AIM OF THE TASK
Each record beneath this line should be returned exactly as it is.

═════ TASK INPUT

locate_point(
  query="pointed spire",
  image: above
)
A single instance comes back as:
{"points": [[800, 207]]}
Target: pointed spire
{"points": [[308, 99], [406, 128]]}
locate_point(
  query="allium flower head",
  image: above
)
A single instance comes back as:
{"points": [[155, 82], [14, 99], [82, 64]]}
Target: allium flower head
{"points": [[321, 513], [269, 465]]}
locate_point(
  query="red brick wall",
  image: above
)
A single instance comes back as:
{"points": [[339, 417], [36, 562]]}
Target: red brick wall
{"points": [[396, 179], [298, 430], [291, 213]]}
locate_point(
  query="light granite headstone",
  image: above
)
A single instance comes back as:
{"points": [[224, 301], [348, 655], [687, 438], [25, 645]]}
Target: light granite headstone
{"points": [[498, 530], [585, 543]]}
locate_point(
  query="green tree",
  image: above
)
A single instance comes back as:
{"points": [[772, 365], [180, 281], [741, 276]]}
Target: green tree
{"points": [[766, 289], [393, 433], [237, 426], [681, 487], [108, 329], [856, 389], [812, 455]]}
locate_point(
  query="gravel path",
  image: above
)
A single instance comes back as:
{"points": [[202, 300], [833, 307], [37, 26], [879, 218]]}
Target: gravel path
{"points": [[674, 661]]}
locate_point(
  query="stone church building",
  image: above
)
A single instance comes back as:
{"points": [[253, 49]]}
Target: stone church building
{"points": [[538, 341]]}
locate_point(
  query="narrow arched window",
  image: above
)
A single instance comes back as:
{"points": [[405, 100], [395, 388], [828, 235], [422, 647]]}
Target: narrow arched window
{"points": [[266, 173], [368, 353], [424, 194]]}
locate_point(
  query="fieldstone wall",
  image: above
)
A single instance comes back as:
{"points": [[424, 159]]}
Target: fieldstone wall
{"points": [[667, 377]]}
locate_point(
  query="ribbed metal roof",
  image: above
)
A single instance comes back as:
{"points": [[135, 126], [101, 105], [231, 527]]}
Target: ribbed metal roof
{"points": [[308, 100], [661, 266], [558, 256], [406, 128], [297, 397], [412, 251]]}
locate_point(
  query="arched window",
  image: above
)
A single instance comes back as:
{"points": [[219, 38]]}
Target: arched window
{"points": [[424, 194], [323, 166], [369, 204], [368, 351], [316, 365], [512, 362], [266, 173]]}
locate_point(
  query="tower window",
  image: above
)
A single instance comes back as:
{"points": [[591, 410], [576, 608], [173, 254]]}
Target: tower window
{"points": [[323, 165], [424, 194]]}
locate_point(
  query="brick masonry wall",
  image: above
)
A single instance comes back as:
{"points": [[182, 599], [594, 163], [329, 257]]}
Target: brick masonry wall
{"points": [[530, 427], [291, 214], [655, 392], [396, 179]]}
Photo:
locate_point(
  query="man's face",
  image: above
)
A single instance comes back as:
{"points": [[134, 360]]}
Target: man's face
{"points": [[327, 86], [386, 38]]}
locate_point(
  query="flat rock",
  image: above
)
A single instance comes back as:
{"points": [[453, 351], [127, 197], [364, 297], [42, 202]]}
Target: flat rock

══════════

PROBLEM SOLUTION
locate_point(
  query="pointed spire",
  image: above
)
A single instance comes back as:
{"points": [[800, 207]]}
Target: pointed spire
{"points": [[308, 99], [406, 128]]}
locate_point(
  query="allium flower head",
  image: above
)
A single instance comes back as:
{"points": [[155, 82], [14, 99], [82, 64]]}
Target: allium flower head
{"points": [[321, 513], [269, 465]]}
locate_point(
  query="red brick wall",
  image: above
)
A single instance comes back as:
{"points": [[339, 417], [36, 562]]}
Target: red brick wall
{"points": [[396, 179], [298, 430], [291, 213]]}
locate_point(
  query="light granite headstone",
  image: above
)
A single instance comes back as:
{"points": [[224, 301], [348, 655], [687, 438], [25, 645]]}
Target: light granite headstone
{"points": [[498, 530], [585, 543]]}
locate_point(
  query="green tree",
  image: above
)
A single instance comes back as:
{"points": [[772, 365], [180, 281], [741, 276]]}
Target: green tree
{"points": [[766, 289], [393, 433], [237, 426], [681, 487], [108, 329], [856, 389], [812, 455]]}
locate_point(
  query="gravel path",
  image: above
)
A single instance comes back as:
{"points": [[202, 300], [833, 307], [37, 26], [879, 218]]}
Target: gravel path
{"points": [[674, 661]]}
locate_point(
  query="stone church building",
  image: above
)
A single instance comes back as:
{"points": [[253, 49]]}
Target: stone church building
{"points": [[538, 341]]}
locate_point(
  query="narrow arched window",
  image: above
)
A single instance comes back as:
{"points": [[405, 100], [395, 388], [828, 235], [422, 647]]}
Target: narrow arched window
{"points": [[266, 173], [368, 353], [424, 194]]}
locate_point(
  query="fieldstone wall",
  image: above
)
A single instance comes back as:
{"points": [[424, 159]]}
Target: fieldstone wall
{"points": [[667, 377]]}
locate_point(
  query="ribbed metal roof",
  image: above
)
A single instance comes back as:
{"points": [[135, 126], [101, 105], [231, 527]]}
Target: ribbed metal roof
{"points": [[308, 100], [661, 266], [558, 256], [406, 128], [297, 397], [412, 251]]}
locate_point(
  query="arched window",
  image: above
)
A single instance comes back as:
{"points": [[219, 38]]}
Target: arched window
{"points": [[424, 194], [323, 166], [369, 204], [368, 351], [316, 365], [512, 362], [266, 173]]}
locate_point(
  query="tower window",
  image: above
)
A single instance comes back as:
{"points": [[591, 410], [576, 608], [173, 254]]}
Target: tower window
{"points": [[323, 165], [424, 194]]}
locate_point(
  query="brick masonry wall",
  image: above
)
A single instance comes back as:
{"points": [[182, 599], [594, 163], [329, 257]]}
Target: brick masonry wall
{"points": [[530, 427], [291, 214], [655, 392], [396, 179]]}
Photo:
locate_point(
  query="man's face",
  image: above
)
A single instance comes back as:
{"points": [[134, 360]]}
Target: man's face
{"points": [[327, 86], [386, 38]]}
locate_point(
  query="flat rock",
  image: above
)
A single instance comes back as:
{"points": [[453, 351], [127, 197], [364, 297], [42, 202]]}
Target: flat rock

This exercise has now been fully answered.